» TO DO
The line containing "Category: blurred background" marks where to begin. Write out that line and every line after it exactly, through the last line below.

» Records from a data source
——————————

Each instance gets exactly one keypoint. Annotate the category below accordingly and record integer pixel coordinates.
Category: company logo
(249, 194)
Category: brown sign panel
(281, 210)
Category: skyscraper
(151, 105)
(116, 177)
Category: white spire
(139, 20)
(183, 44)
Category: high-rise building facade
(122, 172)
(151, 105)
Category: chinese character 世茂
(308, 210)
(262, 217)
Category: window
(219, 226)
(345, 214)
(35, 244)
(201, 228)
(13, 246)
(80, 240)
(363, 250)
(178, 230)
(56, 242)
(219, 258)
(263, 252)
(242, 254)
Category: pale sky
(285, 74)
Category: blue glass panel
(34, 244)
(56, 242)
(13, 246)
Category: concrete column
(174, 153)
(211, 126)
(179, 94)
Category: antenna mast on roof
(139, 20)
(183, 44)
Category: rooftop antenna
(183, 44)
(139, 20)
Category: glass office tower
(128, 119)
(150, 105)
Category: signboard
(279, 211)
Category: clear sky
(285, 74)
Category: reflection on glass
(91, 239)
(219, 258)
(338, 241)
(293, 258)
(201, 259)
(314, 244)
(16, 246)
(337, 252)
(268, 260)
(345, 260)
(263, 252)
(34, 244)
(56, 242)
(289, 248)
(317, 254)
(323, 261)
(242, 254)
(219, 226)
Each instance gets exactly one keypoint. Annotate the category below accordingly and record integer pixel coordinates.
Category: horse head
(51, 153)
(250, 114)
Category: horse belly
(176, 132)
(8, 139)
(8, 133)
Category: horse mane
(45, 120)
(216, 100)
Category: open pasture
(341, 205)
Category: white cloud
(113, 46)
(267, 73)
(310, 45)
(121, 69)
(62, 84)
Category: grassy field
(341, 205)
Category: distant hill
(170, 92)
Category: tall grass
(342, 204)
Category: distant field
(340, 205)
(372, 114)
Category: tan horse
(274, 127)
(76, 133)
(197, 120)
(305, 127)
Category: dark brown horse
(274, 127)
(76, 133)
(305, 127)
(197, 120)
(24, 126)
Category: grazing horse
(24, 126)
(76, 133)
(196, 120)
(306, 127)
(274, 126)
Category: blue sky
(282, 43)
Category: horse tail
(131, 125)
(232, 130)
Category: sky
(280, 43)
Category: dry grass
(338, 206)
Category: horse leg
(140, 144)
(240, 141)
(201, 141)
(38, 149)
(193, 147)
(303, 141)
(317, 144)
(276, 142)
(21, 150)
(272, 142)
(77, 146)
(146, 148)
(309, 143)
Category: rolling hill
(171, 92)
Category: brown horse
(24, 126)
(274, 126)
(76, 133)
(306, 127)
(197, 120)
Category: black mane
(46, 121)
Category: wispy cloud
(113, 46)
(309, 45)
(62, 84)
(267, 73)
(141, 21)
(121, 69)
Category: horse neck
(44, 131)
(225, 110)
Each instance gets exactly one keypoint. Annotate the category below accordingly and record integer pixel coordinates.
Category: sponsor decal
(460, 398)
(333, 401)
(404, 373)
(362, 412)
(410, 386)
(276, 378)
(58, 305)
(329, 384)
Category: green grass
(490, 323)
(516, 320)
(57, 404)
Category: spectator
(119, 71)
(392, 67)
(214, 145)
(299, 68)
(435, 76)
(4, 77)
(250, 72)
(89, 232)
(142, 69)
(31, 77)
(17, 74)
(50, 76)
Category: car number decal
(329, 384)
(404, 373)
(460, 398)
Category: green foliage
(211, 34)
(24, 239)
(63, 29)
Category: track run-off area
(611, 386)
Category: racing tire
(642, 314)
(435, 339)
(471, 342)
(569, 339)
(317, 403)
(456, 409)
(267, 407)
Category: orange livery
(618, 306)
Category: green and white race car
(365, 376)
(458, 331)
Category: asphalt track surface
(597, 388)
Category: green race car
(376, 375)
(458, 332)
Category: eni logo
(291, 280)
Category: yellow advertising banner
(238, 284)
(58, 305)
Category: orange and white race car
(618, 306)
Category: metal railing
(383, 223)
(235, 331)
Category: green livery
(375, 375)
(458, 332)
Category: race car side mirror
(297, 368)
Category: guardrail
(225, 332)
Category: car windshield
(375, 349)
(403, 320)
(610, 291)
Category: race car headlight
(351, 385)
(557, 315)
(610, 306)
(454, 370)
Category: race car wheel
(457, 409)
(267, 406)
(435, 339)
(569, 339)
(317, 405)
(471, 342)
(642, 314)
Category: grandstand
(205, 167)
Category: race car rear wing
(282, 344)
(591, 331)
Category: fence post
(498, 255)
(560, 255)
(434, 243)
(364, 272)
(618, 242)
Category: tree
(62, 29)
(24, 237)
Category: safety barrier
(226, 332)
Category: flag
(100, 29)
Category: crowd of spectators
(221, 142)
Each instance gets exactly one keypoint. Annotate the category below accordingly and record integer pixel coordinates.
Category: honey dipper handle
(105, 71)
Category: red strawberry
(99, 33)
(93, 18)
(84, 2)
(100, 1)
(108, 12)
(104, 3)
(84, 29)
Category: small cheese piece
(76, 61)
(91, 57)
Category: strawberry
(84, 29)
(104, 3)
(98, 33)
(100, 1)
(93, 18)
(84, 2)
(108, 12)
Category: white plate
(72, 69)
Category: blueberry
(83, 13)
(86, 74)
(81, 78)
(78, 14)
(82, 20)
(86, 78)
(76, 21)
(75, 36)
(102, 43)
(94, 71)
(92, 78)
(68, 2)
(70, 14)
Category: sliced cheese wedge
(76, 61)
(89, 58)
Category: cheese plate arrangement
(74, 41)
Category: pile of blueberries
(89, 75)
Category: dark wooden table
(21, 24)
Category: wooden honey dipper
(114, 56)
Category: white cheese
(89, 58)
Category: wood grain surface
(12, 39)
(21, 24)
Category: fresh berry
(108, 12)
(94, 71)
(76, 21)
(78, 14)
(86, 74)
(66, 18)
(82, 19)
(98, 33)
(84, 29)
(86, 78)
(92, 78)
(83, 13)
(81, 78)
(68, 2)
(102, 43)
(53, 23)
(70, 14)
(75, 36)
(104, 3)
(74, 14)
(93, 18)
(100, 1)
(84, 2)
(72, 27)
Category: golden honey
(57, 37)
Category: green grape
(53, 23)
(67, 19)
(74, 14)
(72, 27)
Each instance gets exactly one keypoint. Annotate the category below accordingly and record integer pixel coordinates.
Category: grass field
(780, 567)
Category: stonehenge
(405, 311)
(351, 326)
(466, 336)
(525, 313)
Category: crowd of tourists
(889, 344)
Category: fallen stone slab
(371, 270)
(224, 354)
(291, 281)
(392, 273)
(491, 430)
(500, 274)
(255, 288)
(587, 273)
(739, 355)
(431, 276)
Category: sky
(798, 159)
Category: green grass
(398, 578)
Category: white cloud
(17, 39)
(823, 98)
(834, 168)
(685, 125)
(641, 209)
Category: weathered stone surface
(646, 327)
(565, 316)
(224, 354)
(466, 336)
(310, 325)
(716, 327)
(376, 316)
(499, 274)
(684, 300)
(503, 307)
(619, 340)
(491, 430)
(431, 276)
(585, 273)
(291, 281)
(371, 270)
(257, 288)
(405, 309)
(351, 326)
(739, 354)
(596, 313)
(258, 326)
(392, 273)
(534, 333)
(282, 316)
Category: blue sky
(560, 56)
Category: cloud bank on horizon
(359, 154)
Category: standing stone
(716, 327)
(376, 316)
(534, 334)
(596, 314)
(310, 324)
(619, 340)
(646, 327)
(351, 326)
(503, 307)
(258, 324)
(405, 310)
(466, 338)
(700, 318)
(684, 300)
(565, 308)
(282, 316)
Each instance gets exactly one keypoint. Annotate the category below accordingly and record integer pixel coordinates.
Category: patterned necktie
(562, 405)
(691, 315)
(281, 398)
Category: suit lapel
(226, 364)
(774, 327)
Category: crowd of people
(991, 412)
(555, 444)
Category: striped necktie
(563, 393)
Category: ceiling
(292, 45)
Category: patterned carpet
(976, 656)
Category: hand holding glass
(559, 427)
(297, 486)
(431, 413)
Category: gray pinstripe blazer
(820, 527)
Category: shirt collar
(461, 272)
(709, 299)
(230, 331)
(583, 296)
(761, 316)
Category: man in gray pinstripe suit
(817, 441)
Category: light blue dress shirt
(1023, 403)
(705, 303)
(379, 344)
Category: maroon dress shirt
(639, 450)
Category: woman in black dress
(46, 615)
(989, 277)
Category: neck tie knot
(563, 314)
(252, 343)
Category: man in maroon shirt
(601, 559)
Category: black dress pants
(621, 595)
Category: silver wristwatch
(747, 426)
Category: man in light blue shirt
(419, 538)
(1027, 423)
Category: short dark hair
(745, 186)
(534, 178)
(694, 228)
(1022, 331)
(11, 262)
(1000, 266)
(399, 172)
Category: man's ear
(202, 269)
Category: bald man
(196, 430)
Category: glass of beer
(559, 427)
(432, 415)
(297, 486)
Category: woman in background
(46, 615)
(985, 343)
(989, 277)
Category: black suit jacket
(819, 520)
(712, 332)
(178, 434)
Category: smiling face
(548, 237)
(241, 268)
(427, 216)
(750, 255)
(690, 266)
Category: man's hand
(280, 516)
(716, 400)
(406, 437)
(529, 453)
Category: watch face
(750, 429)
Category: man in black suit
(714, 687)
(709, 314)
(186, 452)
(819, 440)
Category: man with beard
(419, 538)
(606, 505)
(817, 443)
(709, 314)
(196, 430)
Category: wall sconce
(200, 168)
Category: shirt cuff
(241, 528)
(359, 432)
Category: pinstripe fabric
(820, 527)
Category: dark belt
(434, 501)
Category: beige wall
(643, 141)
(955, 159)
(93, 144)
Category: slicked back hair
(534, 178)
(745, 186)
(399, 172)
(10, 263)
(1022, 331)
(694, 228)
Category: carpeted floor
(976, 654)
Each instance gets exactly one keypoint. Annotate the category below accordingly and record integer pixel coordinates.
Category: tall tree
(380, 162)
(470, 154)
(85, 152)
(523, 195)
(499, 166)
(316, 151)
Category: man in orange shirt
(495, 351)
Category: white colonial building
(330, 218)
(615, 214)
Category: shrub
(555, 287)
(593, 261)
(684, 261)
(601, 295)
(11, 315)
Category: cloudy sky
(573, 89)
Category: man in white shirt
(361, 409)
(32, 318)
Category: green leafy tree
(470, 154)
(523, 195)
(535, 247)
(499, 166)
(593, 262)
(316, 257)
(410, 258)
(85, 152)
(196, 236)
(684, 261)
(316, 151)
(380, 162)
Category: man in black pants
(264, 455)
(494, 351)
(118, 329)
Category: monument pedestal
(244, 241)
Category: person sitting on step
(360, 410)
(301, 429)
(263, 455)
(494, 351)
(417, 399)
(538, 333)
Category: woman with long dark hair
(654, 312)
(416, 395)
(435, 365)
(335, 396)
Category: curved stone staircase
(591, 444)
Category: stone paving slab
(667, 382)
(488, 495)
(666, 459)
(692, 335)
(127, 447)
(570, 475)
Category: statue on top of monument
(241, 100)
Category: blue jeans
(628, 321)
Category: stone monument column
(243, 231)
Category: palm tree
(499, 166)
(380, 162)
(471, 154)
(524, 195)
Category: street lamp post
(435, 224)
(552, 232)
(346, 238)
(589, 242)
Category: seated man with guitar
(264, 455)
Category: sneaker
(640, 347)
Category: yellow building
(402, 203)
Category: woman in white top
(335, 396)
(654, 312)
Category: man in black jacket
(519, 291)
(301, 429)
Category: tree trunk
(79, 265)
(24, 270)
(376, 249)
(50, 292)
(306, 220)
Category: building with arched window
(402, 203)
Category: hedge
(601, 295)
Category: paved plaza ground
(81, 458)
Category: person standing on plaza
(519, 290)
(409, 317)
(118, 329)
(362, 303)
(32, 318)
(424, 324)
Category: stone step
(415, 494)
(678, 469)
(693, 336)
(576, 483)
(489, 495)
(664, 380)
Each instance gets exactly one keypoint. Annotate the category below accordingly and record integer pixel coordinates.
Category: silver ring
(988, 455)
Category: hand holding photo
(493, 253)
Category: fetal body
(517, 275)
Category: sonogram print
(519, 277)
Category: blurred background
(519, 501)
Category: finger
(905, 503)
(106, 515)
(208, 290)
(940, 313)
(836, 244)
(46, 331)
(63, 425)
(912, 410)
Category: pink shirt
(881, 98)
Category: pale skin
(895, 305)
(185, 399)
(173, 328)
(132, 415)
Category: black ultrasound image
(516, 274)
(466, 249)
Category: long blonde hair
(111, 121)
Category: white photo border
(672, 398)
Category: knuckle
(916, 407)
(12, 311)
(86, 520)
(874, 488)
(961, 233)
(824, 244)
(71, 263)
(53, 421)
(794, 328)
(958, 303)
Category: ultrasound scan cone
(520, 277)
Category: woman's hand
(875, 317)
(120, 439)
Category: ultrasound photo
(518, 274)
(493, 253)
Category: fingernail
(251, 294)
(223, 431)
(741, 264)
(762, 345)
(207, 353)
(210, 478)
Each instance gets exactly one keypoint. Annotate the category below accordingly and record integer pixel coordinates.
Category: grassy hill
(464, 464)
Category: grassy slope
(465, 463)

——————————

» RESPONSE TO THIS EXERCISE
Category: blurred background
(519, 501)
Category: finger
(905, 503)
(106, 515)
(208, 290)
(940, 313)
(836, 244)
(46, 331)
(63, 425)
(912, 410)
Category: pink shirt
(881, 98)
Category: pale skin
(895, 305)
(185, 399)
(173, 328)
(132, 415)
Category: black ultrasound image
(516, 274)
(466, 249)
Category: long blonde hair
(111, 121)
Category: white photo border
(672, 398)
Category: knuckle
(916, 407)
(12, 311)
(86, 520)
(874, 488)
(961, 233)
(824, 244)
(71, 263)
(53, 421)
(794, 328)
(958, 303)
Category: ultrasound scan cone
(520, 277)
Category: woman's hand
(875, 317)
(120, 439)
Category: ultrasound photo
(518, 274)
(493, 253)
Category: fingernail
(251, 294)
(223, 431)
(741, 264)
(762, 345)
(207, 353)
(210, 478)
Each instance gets exactly one keypoint. Annotate the category below accordingly and record integer pixel coordinates.
Category: grassy hill
(464, 464)
Category: grassy slope
(465, 463)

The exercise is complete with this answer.